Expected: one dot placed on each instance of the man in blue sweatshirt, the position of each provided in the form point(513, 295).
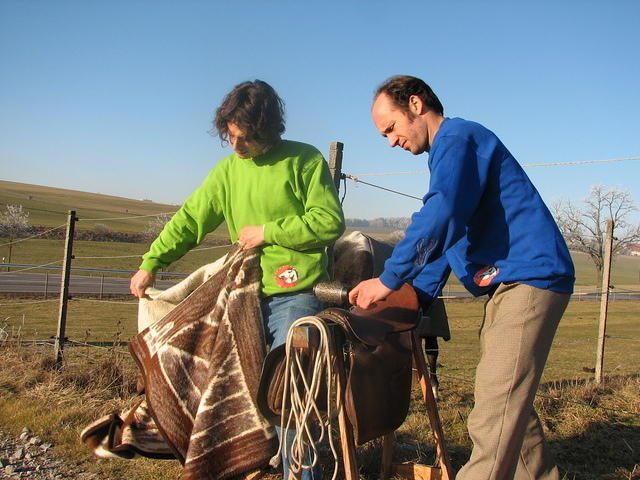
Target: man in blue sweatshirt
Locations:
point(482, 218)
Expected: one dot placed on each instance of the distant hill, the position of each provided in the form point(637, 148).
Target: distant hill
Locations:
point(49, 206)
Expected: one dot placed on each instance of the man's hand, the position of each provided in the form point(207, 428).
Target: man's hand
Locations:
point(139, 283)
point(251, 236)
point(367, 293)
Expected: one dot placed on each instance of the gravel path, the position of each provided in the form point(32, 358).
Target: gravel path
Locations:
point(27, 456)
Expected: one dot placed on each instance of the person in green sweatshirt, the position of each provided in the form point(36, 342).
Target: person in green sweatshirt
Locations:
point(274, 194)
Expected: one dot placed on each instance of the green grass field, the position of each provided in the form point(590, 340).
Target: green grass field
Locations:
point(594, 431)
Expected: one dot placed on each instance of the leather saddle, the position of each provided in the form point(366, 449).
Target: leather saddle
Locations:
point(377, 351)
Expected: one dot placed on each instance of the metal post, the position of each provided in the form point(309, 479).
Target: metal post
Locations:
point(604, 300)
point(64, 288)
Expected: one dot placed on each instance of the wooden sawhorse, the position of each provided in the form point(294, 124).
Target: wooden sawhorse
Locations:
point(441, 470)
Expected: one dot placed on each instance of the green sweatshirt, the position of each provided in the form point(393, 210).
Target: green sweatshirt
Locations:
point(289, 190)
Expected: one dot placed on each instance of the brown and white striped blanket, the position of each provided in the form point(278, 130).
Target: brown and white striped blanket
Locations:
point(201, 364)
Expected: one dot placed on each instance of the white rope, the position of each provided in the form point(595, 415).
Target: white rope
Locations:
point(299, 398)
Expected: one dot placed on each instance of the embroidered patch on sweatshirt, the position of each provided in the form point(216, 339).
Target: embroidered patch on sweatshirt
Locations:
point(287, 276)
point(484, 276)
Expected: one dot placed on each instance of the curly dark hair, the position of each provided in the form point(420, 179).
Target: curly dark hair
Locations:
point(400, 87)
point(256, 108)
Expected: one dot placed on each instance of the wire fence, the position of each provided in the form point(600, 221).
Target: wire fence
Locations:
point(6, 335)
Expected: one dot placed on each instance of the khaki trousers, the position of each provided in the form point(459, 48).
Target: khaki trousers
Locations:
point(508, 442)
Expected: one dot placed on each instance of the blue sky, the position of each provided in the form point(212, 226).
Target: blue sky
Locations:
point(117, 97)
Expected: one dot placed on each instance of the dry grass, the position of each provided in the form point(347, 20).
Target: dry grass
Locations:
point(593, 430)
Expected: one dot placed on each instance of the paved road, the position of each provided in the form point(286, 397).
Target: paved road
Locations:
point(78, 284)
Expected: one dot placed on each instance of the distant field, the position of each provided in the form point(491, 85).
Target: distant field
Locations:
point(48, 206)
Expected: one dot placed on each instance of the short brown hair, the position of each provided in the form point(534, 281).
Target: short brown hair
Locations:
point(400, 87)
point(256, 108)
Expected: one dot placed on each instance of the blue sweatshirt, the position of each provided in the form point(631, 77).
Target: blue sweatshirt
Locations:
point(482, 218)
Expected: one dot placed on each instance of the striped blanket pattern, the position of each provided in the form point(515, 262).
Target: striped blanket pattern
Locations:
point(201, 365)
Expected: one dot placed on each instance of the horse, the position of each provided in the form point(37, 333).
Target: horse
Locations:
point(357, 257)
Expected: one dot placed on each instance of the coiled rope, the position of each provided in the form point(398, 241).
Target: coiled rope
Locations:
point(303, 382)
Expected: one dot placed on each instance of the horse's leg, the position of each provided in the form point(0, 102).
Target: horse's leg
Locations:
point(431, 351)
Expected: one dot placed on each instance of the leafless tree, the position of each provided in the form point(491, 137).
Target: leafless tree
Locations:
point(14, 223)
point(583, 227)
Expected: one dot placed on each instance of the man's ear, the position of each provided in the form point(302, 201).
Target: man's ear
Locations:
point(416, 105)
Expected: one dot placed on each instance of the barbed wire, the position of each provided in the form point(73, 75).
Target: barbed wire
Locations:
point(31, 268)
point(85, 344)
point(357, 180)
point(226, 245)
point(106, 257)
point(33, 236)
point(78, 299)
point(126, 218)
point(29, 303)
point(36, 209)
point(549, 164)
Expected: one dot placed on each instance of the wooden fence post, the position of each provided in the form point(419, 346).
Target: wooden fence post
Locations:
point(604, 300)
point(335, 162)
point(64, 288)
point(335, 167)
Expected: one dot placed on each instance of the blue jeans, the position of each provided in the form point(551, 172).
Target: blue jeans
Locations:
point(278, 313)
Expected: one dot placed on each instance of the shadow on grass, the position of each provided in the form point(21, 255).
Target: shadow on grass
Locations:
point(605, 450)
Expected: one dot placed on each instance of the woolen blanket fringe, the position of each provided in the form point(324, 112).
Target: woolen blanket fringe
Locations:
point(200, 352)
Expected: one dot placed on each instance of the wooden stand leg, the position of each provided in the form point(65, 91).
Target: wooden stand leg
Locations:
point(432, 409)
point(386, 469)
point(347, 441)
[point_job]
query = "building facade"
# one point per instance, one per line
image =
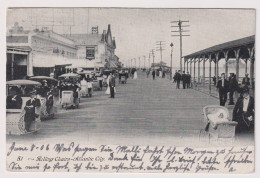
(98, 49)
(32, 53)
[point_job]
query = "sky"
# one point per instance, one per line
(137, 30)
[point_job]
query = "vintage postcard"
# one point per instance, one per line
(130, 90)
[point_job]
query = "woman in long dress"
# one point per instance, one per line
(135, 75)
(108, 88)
++++++++
YOUR ASSIGNMENT: Report each line of the material in which the string "path" occurs.

RESULT OF THIS TASK:
Expected: one dot placed on each instance of the gravel path, the position of each provided in the form point(32, 358).
Target: gravel path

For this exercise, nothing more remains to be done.